* **Task brief**:
The string "face" may appear in lines of the data; report how many lines contain it, with no other output.

Data items:
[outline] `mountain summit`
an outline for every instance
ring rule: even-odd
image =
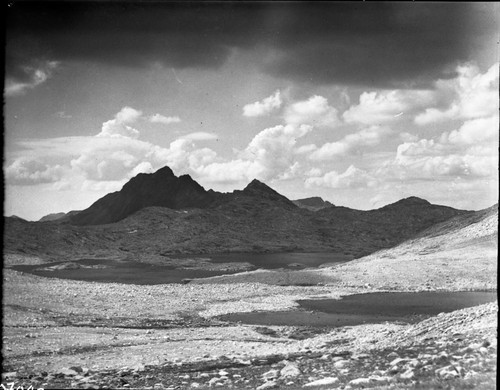
[[[177,177],[169,167],[164,167],[151,174],[138,174],[120,191],[104,196],[70,221],[75,225],[113,223],[151,206],[204,208],[216,200],[217,194],[206,191],[191,176]]]

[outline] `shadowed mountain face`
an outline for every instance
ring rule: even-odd
[[[75,225],[113,223],[151,206],[205,208],[218,195],[206,191],[189,175],[177,177],[169,167],[164,167],[152,174],[135,176],[120,191],[104,196],[88,209],[70,217],[70,221]]]
[[[294,200],[293,203],[298,207],[311,211],[318,211],[326,207],[334,206],[332,203],[328,202],[327,200],[323,200],[319,196],[313,196],[312,198],[305,198],[305,199],[297,199]]]
[[[166,167],[134,177],[121,191],[61,220],[6,218],[4,249],[54,258],[269,251],[356,258],[471,213],[415,197],[369,211],[339,206],[311,211],[258,180],[241,191],[219,193]]]

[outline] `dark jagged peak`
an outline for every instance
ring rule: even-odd
[[[171,209],[205,208],[219,193],[206,191],[191,176],[177,177],[169,167],[133,177],[118,192],[99,199],[88,209],[71,217],[76,225],[113,223],[151,206]]]
[[[303,209],[308,209],[312,211],[321,210],[327,207],[334,207],[334,204],[323,200],[319,196],[313,196],[311,198],[297,199],[292,201],[295,205]]]
[[[257,179],[253,179],[242,191],[234,191],[234,195],[244,195],[255,199],[277,201],[293,208],[296,207],[295,204],[293,204],[293,202],[286,196],[281,195],[279,192],[276,192],[267,184],[264,184]]]
[[[266,192],[266,193],[276,193],[271,187],[267,184],[262,183],[257,179],[253,179],[248,185],[243,189],[246,193],[255,193],[255,192]]]

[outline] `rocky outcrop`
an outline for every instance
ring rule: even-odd
[[[319,196],[313,196],[311,198],[297,199],[294,200],[293,203],[301,207],[303,209],[318,211],[327,207],[334,207],[334,204],[328,202],[327,200],[323,200]]]

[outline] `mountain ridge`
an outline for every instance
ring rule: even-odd
[[[6,218],[4,239],[8,251],[49,257],[305,251],[357,258],[467,214],[416,197],[368,211],[343,206],[311,211],[258,180],[219,193],[166,167],[139,174],[69,218],[33,223]]]

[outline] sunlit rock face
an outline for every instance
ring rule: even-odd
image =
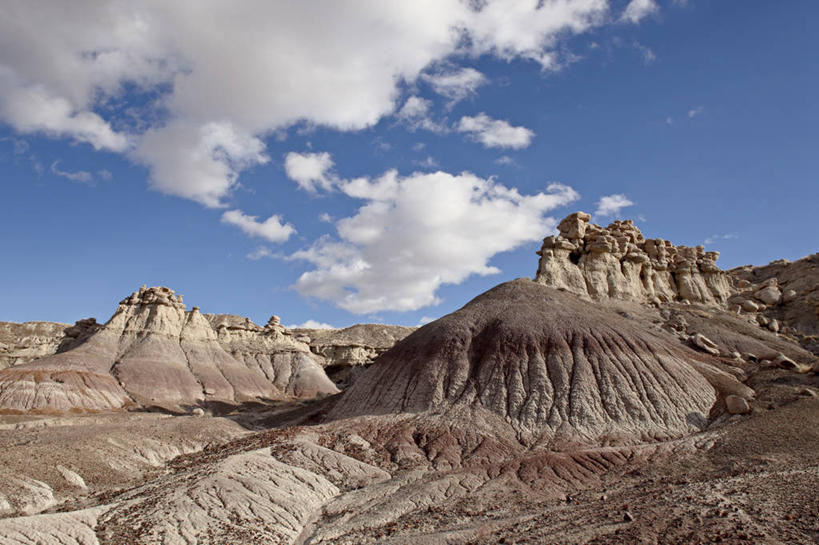
[[[608,227],[575,212],[543,240],[535,281],[594,300],[687,301],[724,305],[731,284],[716,265],[719,252],[646,240],[631,220]]]

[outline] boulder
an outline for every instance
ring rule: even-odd
[[[757,291],[754,297],[766,305],[775,305],[782,299],[782,292],[776,286],[767,286]]]
[[[751,405],[744,397],[729,395],[725,397],[725,407],[730,414],[749,414]]]

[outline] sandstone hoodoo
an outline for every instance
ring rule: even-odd
[[[552,444],[668,438],[704,425],[720,390],[753,395],[716,367],[701,373],[707,357],[613,309],[520,279],[398,343],[334,416],[468,408]]]
[[[307,345],[276,329],[255,333],[267,359],[237,359],[198,308],[186,311],[168,288],[143,287],[78,346],[0,371],[0,410],[241,403],[338,391]]]
[[[543,240],[535,281],[591,299],[722,305],[732,295],[719,252],[645,239],[631,220],[606,228],[576,212]]]

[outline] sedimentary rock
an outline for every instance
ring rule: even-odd
[[[261,328],[259,328],[261,329]],[[194,307],[168,288],[141,288],[78,346],[0,371],[0,410],[104,410],[126,404],[241,403],[335,393],[307,345],[254,331],[267,365],[237,359]]]
[[[356,324],[344,329],[293,329],[322,362],[327,375],[346,388],[361,371],[416,328]]]
[[[716,265],[719,252],[646,240],[631,220],[603,228],[590,219],[571,214],[558,225],[560,234],[543,240],[536,282],[594,300],[723,305],[732,295]]]
[[[0,369],[70,350],[97,331],[94,318],[57,322],[0,322]]]
[[[401,341],[333,415],[489,411],[550,442],[680,435],[717,397],[691,354],[613,311],[516,280]]]
[[[738,289],[732,303],[743,308],[745,301],[752,303],[755,312],[769,320],[765,327],[776,320],[779,333],[797,339],[819,355],[819,254],[793,262],[780,259],[760,267],[746,265],[728,274]]]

* **Response to this task**:
2